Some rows
|---|

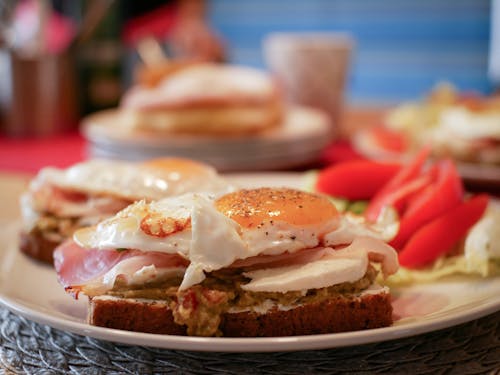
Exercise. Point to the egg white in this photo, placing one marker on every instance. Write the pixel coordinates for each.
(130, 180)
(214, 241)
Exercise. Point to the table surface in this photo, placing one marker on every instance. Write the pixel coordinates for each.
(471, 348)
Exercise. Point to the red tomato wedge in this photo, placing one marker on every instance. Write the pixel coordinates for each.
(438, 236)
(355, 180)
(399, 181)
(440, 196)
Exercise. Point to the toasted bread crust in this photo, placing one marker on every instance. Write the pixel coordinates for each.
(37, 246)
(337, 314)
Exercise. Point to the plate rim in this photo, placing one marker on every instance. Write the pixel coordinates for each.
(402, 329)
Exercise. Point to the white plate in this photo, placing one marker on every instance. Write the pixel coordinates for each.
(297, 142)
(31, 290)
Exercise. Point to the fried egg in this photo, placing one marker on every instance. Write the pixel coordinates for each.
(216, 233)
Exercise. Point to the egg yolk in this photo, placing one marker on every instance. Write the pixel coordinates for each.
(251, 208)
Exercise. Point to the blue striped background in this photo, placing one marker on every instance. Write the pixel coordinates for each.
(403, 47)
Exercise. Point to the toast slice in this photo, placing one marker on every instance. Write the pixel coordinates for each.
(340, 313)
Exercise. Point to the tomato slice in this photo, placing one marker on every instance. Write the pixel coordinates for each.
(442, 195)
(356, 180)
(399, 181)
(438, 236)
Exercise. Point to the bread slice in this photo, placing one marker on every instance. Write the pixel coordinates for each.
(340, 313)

|---|

# Exercise
Retype all of the rows above word for word, omitting the pictures.

# The answer
Exercise. Point to the egg white in this photo, placing one marker on every instance. Write the pixel coordinates for each.
(130, 180)
(214, 241)
Exercise. Point to the table surface in this photo, placing one marker on every instance. Write the pixel coordinates for each.
(471, 348)
Exercise. Point to the red tomato wedge in this photo, placing one marker on every instance. Write the pixel coordinates for each.
(438, 236)
(355, 180)
(399, 181)
(440, 196)
Exercise. Point to the toasted bread crust in this photo, placing one marker on every instance. Write the pixel coordinates for each.
(37, 246)
(337, 314)
Exercise. Point to the plate rim in this photo, placing one marker on every instance. Write the pixel coordinates for each.
(402, 329)
Exercise. Point to the white plate in this photo, placing one marker on every instance. Write the pixel coordinates for each.
(297, 142)
(31, 290)
Exercise. Point to the fried egg in this photo, placing one marker on every instance. Write the pixel coordinates for each.
(216, 233)
Exercise. Point to the egg yolk in this photo, placing one marker on every instance. Write the pixel coordinates for each.
(251, 208)
Exercise. Point to the blue striped background in this photo, placing one marker on every instance. Write the pixel coordinates for each.
(403, 47)
Exercise. Point to the toast slice in this photo, placing one marker on every instance. Write the pixel coordinates for each.
(340, 313)
Exercise. Point to the tomato slice in this photo, placing one marker on every instance. Write the pixel coordinates for each.
(442, 195)
(356, 180)
(399, 181)
(438, 236)
Exercise. Point to the bread slice in this photo, placing one marker on every instance. Write the pixel coordinates for each.
(340, 313)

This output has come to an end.